Text passage >>
Well, first is another thing that the scholarly record does well, which is persistence. We have CLOCKSS and all the dark archives. So the whole idea is that if you have a DOI, if something moves, we can track it and it maintains the ID, and even if the publisher goes bust it’ll never disappear. For citing it, then there’s always going to be a copy of it somewhere available even if it’s in a library or a dark archive.
One of the biggest challenges with policy documents is that kind of persistence doesn’t exist… There are a lot of statistics about link rot, and they hold true for policy documents as much as anywhere else. Every year a percentage of the links everywhere basically break because websites are redesigned or a government changes, it’s even worse because it can be by design. If you think about it, a new government comes into power, they change… let’s say the Department of Agriculture and they merge it with the Department of Fisheries. That would refer to a completely new third thing. And the other two departments disappear or they start linking off, like, redirecting or whatever.
One of the challenges is just keeping track of all the changes in the landscape and constantly trying to stay on top of the data. And that’s a big part of what we do. Another challenge for us, and I think about it compared to journals, when you cite something in a scholarly document, you cite it in a given style, but there are no standards for referencing styles in policy documents. So even in the same document, we can see, like, four or five different ways of referring to something, and sometimes they’re missing important data and sometimes they’re not. And it means when we’re using Crossref search, we usually have much more unparsable text.
How has your experience been so far using our Crossref API or our services in general?
It’s been great. I would happily say this anywhere, I always talk about the Crossref API as being one of the best examples of a well-done scholarly infrastructure API. It’s well-documented. It’s fast. It’s clear. The rate limits are clear. It’s up when it should be up. I like that you can trust it. So the technical aspect is great. From an organizational aspect, in contrast with a lot of infrastructure in the scholarly world that you don’t know if it’s even going to be there in a given time, Crossref is pretty stable.

Work to complete >>
Continue the interview about policy documents and the Crossref API, picking up after its last sentence. The rows come from a different source than the interview.

Records provided >>
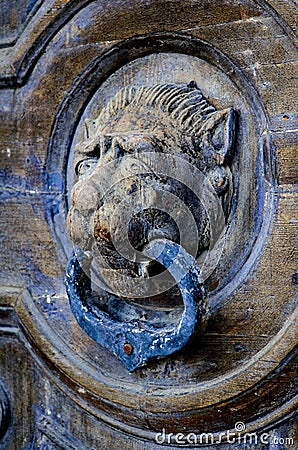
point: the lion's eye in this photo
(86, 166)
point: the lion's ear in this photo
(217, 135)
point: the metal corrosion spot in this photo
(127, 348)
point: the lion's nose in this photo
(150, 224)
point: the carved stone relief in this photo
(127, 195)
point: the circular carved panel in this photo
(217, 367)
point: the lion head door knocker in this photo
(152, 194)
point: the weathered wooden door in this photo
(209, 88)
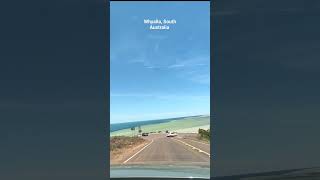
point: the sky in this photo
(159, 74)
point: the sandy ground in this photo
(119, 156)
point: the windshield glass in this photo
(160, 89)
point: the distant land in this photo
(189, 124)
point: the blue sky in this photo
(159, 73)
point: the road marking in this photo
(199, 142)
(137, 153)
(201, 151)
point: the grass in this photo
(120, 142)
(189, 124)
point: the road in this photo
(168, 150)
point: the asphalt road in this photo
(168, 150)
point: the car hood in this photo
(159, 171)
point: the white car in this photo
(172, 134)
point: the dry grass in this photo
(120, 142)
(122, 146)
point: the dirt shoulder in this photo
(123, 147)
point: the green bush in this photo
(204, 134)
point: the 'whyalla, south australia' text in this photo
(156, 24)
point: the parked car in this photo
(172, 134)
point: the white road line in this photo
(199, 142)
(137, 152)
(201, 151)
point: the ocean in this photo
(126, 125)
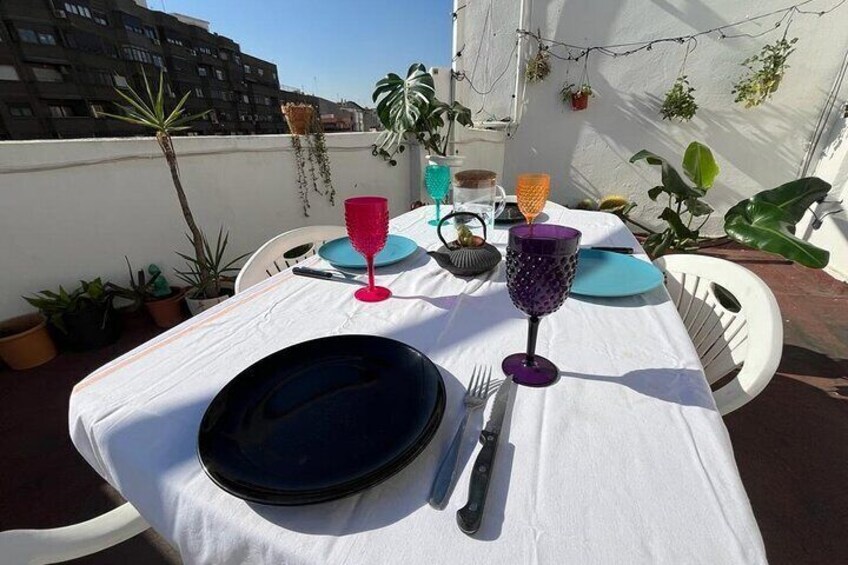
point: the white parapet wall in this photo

* * *

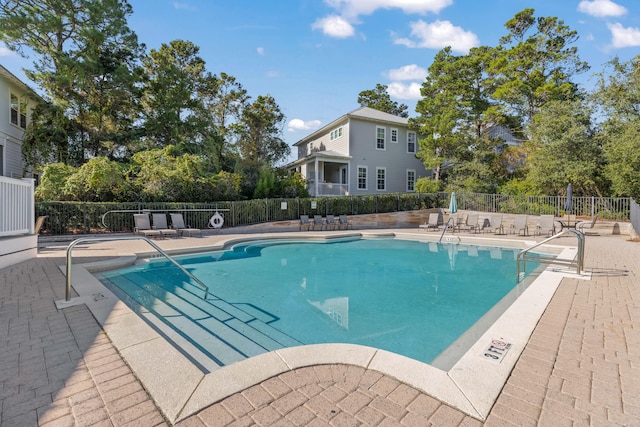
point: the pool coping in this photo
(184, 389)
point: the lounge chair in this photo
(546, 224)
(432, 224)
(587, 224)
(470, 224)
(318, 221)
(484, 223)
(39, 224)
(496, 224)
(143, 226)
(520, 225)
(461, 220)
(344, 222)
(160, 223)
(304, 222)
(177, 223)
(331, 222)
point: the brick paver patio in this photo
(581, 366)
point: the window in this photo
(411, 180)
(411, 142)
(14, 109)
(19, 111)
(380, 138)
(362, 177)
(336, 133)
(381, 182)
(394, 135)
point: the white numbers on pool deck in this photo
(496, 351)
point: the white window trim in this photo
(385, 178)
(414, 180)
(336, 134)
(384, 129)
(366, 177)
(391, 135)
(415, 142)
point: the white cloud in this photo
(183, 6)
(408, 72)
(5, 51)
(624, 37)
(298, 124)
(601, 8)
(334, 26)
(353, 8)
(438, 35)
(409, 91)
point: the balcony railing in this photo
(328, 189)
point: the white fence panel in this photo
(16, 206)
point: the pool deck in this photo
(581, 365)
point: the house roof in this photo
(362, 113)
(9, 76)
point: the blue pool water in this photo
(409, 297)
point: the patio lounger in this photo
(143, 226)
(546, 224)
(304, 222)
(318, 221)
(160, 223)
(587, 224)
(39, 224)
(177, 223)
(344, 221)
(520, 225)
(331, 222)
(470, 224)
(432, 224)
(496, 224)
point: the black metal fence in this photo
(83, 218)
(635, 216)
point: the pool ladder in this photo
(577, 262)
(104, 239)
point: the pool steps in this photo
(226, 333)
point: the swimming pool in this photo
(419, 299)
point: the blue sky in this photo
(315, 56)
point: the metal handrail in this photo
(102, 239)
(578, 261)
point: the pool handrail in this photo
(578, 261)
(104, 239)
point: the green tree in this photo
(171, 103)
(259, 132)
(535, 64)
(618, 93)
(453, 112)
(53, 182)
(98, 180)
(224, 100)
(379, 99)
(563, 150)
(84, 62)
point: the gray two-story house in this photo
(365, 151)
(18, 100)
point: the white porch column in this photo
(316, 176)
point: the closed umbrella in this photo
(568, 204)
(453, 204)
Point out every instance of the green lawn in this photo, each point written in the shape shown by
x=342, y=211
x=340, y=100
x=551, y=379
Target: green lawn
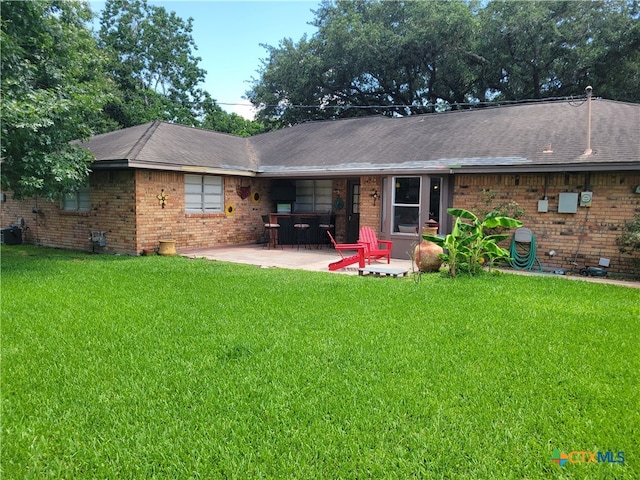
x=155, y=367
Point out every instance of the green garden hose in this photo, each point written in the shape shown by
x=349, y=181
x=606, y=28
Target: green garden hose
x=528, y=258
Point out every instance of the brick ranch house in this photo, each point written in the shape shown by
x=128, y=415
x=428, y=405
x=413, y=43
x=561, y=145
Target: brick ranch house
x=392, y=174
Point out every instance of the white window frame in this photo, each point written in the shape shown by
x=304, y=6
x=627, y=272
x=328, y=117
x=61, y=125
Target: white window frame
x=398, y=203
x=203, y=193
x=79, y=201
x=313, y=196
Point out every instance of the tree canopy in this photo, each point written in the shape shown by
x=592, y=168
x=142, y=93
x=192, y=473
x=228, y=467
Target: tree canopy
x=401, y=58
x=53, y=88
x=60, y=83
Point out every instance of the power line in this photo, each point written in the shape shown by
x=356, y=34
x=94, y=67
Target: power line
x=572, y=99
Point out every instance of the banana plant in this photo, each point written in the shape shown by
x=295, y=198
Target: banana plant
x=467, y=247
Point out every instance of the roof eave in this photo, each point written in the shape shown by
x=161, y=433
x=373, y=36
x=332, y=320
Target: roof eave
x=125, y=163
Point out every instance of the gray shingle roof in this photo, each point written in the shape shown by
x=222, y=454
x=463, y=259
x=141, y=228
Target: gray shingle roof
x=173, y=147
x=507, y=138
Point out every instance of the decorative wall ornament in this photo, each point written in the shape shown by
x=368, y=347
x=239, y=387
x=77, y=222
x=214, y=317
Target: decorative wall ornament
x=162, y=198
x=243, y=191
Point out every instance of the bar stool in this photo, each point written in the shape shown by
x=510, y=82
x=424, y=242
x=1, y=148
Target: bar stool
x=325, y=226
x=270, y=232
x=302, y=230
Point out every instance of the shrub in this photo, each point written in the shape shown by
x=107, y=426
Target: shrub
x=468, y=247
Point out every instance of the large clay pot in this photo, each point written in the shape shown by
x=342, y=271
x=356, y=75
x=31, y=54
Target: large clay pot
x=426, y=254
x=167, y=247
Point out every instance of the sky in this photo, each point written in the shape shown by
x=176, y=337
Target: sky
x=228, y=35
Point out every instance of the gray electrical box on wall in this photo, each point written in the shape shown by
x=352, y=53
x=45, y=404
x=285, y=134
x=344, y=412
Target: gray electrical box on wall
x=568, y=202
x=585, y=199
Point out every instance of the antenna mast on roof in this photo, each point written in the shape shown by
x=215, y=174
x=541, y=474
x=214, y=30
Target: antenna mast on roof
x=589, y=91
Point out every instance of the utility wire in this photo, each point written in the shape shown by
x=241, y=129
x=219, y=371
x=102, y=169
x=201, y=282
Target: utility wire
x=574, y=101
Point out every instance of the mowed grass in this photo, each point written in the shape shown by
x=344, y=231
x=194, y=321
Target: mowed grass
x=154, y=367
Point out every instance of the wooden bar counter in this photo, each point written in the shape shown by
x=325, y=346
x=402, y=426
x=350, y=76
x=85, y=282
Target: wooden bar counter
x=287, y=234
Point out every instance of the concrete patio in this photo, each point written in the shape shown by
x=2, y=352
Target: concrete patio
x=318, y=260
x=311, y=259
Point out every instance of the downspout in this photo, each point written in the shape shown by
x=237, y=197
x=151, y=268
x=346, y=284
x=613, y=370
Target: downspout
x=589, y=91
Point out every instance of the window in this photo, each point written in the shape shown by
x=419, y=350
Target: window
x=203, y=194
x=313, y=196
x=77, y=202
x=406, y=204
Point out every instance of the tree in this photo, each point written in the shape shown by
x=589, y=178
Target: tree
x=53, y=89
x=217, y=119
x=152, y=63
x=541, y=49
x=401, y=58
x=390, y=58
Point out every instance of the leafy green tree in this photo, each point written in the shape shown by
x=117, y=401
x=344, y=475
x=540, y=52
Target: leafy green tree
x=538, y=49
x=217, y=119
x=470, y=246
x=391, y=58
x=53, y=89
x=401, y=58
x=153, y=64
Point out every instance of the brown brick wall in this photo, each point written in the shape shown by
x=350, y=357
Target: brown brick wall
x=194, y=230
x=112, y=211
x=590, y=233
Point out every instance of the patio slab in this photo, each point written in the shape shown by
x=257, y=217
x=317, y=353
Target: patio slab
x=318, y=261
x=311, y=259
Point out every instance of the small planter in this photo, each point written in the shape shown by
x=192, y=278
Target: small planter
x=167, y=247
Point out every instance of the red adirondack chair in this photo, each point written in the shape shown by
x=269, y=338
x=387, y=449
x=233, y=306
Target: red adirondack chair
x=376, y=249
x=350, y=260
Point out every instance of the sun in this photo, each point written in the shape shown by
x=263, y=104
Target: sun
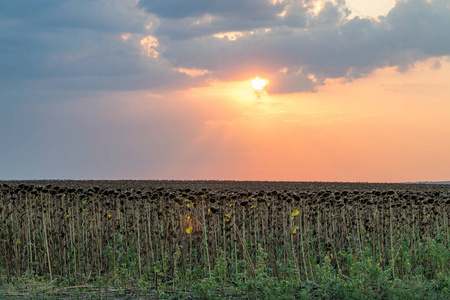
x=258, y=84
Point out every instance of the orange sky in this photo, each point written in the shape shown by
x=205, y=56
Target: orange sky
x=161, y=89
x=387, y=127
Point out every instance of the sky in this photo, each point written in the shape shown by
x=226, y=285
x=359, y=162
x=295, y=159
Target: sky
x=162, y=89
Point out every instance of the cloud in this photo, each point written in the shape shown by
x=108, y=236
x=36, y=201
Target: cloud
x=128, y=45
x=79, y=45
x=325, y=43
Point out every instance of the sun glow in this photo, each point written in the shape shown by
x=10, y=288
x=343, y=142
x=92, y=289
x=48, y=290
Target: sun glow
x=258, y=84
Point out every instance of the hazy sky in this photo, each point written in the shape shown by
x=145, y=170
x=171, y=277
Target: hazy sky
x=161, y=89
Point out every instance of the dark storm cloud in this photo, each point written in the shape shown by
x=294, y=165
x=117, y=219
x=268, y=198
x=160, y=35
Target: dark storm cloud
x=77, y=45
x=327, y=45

...

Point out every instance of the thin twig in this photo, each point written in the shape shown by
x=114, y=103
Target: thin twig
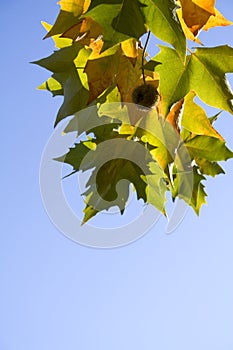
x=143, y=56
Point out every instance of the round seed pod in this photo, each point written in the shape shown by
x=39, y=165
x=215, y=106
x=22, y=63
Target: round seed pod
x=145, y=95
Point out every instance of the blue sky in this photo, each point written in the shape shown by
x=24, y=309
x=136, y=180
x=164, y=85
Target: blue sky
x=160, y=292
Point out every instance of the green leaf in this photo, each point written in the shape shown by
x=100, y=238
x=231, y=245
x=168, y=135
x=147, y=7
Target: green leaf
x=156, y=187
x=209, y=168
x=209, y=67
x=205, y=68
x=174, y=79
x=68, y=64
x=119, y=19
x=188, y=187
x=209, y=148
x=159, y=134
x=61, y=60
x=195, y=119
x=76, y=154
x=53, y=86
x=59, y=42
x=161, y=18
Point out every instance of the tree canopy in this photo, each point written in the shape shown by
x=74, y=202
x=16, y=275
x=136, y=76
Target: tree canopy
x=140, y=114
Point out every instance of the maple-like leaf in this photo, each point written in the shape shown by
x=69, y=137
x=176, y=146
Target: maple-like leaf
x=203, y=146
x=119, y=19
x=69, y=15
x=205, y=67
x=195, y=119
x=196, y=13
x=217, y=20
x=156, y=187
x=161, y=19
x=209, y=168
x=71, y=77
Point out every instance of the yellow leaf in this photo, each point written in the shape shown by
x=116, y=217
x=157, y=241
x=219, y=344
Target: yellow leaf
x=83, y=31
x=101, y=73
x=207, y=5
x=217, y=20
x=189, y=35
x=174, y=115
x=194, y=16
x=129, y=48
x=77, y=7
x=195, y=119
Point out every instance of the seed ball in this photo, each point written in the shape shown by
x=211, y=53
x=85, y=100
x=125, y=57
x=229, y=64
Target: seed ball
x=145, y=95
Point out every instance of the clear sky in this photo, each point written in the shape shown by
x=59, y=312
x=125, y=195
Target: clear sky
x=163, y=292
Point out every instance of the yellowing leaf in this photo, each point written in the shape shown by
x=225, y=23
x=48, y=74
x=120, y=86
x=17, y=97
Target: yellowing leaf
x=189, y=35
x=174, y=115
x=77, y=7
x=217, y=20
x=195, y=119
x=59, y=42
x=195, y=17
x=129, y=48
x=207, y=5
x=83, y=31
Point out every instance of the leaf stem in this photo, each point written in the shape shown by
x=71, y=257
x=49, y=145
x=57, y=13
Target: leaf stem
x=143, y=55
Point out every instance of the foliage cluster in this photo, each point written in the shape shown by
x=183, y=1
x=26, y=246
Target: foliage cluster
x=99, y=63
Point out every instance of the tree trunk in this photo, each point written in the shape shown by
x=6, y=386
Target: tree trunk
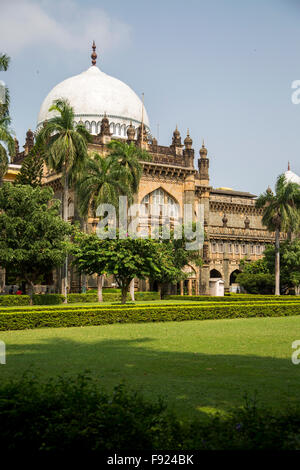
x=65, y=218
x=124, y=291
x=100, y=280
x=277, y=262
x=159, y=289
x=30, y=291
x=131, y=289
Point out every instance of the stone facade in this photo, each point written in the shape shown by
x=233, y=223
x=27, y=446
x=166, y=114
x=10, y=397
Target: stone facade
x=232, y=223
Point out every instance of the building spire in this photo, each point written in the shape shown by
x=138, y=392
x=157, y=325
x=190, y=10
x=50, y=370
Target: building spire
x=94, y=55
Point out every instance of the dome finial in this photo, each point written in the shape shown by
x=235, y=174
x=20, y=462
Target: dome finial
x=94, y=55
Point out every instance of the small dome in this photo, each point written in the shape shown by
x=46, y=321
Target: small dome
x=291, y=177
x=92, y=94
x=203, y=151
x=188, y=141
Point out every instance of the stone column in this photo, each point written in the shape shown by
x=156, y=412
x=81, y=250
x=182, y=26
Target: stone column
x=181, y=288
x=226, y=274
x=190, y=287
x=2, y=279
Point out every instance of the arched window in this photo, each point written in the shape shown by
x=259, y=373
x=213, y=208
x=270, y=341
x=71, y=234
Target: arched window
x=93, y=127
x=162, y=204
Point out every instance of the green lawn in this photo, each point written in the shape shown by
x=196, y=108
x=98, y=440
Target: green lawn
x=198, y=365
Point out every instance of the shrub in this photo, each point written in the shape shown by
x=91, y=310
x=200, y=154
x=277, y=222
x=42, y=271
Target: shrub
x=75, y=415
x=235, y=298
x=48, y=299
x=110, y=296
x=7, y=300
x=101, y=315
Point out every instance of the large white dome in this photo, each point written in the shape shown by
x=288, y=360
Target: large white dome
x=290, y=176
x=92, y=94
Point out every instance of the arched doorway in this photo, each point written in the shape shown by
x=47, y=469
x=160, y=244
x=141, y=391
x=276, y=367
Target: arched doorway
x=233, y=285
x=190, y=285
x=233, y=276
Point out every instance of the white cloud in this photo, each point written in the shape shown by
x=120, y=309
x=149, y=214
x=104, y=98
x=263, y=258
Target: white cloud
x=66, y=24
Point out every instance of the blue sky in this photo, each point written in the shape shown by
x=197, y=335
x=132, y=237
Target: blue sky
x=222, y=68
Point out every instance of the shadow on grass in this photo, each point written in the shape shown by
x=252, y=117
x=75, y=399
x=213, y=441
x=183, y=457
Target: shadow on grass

Answer to the exercise >>
What would you say are the main challenges or things that we can improve in the future? What other expectations or suggestions do you have?
It depends, if we’re talking about how the service could be improved versus how the data could be improved. Data-wise, and I appreciate this is a publisher problem, not a Crossref one, but, we still have to pull other data from OpenAlex, for example, for things like affiliations just because it’s missing from so many articles. And then equally things like ORCID for authors. And in fact also disambiguation in general. This is a huge problem that either the user doesn’t solve or you end up using a hundred different author disambiguation systems. I don’t know if there’s necessarily something Crossref wants to get into, but there’s definitely not something out there generally accepted already.
Another kind of improvement I see is to make sure that changes in one API are reflected in the other, and they don’t get out of sync. When somebody updates their ORCID record, I’d like it reflected in the Crossref record if we’re using that as the “canonical” metadata record for the DOI. Retrospectively enriching records.
I think it’s harder than I expected to just find preprints because you can’t simply use the item type but I understand that this is maybe a bigger issue. So maybe it’s not for a short time.
Finally, this is very specific, but we experienced friction when going from the snapshots to having something useful, either in Elasticsearch or in, like, Postgres. It might be nice to have some open-source scripts to download and process everything, convert it to relational tables, or send it to an Elasticsearch cluster or something.